» Problem to work on: Would you please restate every record exactly as written?

» Referring expression pointing data:
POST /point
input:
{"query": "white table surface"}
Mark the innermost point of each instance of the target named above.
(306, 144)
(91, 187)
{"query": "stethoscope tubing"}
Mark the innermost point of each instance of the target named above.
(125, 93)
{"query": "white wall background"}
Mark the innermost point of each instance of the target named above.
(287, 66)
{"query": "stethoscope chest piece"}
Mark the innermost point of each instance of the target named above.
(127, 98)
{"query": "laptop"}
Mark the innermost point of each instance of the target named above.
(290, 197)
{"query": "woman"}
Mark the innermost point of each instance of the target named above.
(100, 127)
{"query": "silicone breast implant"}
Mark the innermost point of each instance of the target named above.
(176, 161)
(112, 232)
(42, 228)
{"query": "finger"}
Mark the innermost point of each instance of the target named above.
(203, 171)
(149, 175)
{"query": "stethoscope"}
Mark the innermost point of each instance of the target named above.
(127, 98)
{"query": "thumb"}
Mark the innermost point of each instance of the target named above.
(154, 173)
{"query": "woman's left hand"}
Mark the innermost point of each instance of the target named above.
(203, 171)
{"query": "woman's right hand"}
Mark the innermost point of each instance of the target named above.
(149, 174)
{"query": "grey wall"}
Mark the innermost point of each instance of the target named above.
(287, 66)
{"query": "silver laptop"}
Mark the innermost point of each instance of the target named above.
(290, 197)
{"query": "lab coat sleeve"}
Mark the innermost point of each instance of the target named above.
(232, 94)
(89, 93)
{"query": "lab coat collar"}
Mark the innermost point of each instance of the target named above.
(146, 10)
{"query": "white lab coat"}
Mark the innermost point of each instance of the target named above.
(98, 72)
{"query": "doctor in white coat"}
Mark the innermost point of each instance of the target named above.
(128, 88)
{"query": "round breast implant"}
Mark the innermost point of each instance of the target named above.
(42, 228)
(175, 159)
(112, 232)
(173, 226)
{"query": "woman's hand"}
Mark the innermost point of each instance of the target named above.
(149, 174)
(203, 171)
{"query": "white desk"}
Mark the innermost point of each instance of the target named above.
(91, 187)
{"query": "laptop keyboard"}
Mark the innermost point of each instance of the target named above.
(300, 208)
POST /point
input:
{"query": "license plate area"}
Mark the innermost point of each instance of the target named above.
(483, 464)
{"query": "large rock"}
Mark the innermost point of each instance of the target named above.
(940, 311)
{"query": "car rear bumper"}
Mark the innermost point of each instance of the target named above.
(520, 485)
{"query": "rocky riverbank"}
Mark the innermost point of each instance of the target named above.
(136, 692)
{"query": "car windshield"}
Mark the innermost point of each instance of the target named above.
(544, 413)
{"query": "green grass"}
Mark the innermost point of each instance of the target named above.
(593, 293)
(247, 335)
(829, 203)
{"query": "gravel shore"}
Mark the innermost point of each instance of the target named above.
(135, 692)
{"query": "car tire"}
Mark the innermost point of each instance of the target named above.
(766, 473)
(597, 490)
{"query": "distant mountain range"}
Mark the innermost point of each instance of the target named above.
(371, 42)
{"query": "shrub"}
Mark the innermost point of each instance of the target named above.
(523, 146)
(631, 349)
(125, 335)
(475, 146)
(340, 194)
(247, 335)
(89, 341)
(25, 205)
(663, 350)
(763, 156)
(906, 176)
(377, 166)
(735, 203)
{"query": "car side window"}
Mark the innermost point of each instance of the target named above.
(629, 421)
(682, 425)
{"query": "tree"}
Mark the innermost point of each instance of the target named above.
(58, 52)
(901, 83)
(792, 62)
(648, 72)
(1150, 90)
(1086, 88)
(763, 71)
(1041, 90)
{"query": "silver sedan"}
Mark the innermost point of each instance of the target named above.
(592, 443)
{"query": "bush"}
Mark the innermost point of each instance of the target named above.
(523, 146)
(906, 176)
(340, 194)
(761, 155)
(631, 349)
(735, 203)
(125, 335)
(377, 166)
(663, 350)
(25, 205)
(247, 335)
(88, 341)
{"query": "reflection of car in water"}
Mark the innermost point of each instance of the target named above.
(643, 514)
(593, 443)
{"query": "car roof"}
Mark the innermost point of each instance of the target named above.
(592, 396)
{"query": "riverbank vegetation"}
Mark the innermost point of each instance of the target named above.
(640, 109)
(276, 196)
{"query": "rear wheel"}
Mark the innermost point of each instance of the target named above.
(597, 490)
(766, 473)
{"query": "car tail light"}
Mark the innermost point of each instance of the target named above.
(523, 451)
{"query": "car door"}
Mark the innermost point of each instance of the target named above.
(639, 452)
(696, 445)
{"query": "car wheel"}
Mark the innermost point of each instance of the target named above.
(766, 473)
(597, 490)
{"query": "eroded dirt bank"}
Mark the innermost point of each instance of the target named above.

» Task output:
POST /point
input:
{"query": "white table surface"}
Mark the innermost point of each instance of the target named above.
(306, 144)
(91, 187)
{"query": "stethoscope tubing"}
Mark the innermost point of each instance of the target named above.
(125, 93)
{"query": "white wall background"}
Mark the innermost point of each instance of the target named above.
(287, 66)
{"query": "stethoscope chest piece"}
Mark the innermost point of each instance of the target named above.
(127, 98)
{"query": "laptop"}
Mark the innermost point of each instance of the target named above.
(290, 197)
{"query": "woman"}
Mark the innermost point of each instance of the target named above.
(100, 127)
{"query": "silicone breast implant"}
Mark the innermost point of each instance of the target named above.
(176, 161)
(112, 232)
(42, 228)
{"query": "finger"}
Mark the innermost point of each instance of the target named above.
(203, 171)
(149, 175)
{"query": "stethoscope"}
Mark the innermost point of each instance of the target named above.
(127, 98)
{"query": "thumb"}
Mark the innermost point of each instance of the target named above.
(154, 173)
{"query": "woman's left hand"}
Mark the innermost point of each instance of the target named above.
(203, 171)
{"query": "woman's right hand"}
Mark the innermost point of each instance of the target named above.
(149, 174)
{"query": "grey wall"}
Mark the innermost point of each instance of the target named above.
(287, 66)
{"query": "silver laptop"}
Mark the innermost point of each instance of the target named above.
(290, 197)
{"query": "lab coat sleeve"}
Mark the innermost point of each instance of the target named above.
(232, 94)
(89, 93)
{"query": "lab coat collar"}
Mark the innermost point of each instance of the target named above.
(146, 10)
{"query": "white lab coat"}
Mark the innermost point of each instance of the target named above.
(98, 72)
{"query": "doctor in white coat"}
Mark the innermost point of each instance of the target named above.
(128, 88)
{"query": "round breast implant"}
Mark the innermost point of each instance of the target named above.
(42, 228)
(175, 159)
(112, 232)
(173, 226)
{"query": "woman's hand"}
Mark the innermost point of each instance of the target named above.
(149, 174)
(203, 171)
{"query": "white desk"}
Mark the innermost point of each instance of the target named above.
(91, 187)
{"query": "laptop keyboard"}
Mark the innermost point of each instance of the target named above.
(300, 208)
POST /point
input:
{"query": "license plate area"}
Mark the innermost point of each instance of the target named above.
(483, 464)
{"query": "large rock"}
Mark the innermost point of each instance of the target named above.
(940, 311)
{"query": "car rear bumper"}
Mark the innermost point of each instance of the target named above.
(520, 485)
{"query": "rocky riverbank"}
Mark the innermost point of each instance of the target named above.
(136, 692)
{"query": "car windshield"}
Mark the innermost point of each instance of the target named above.
(544, 413)
{"query": "green grass"}
Mark the innermost point of each instance of the target named above.
(593, 293)
(247, 335)
(829, 203)
{"query": "gravel shore"}
Mark the innermost point of each instance of the target named above.
(135, 692)
{"query": "car tire"}
Mark the innermost point of each instance of the target named above.
(766, 473)
(597, 490)
{"query": "distant mountain range"}
Mark the innermost point of each instance of the target named above.
(371, 42)
{"query": "shrub"}
Mark the innermost point of each instance of the target named above.
(523, 146)
(631, 349)
(125, 335)
(475, 146)
(340, 194)
(247, 335)
(89, 341)
(25, 205)
(663, 350)
(763, 156)
(906, 176)
(377, 166)
(735, 203)
{"query": "car side window"}
Mark the innermost point of each instance of the target named above.
(629, 421)
(682, 425)
{"query": "tree"}
Mark the innermost point of each instance of the target named above.
(58, 52)
(901, 83)
(792, 62)
(648, 72)
(1150, 90)
(1086, 88)
(763, 71)
(1041, 90)
{"query": "silver sedan"}
Mark the innermost point of each instance of the target named above.
(592, 443)
{"query": "bush"}
Mark the innermost point of each instance of the target named above.
(523, 146)
(906, 176)
(340, 194)
(761, 155)
(631, 349)
(735, 203)
(125, 335)
(377, 166)
(663, 350)
(25, 205)
(247, 335)
(88, 341)
{"query": "reflection of car in water"}
Mark the innermost point of each instance of the target named above.
(643, 514)
(593, 443)
{"query": "car roof"}
Mark the innermost point of each instance of the target named above.
(592, 396)
{"query": "riverbank vegetation"}
Mark the innermost point of each instance of the target named above.
(640, 109)
(276, 196)
{"query": "rear wheel"}
Mark the innermost point of each instance of the target named above.
(597, 490)
(766, 473)
{"query": "car tail light"}
Mark the innermost point of each instance of the target named above.
(523, 451)
{"query": "car door"}
Mark the innermost point of each instance of the target named above.
(639, 452)
(696, 445)
{"query": "car wheel"}
Mark the innermost point of each instance of the target named above.
(766, 473)
(597, 490)
{"query": "eroded dirt bank"}
Mark the innermost point of each instance of the target named above.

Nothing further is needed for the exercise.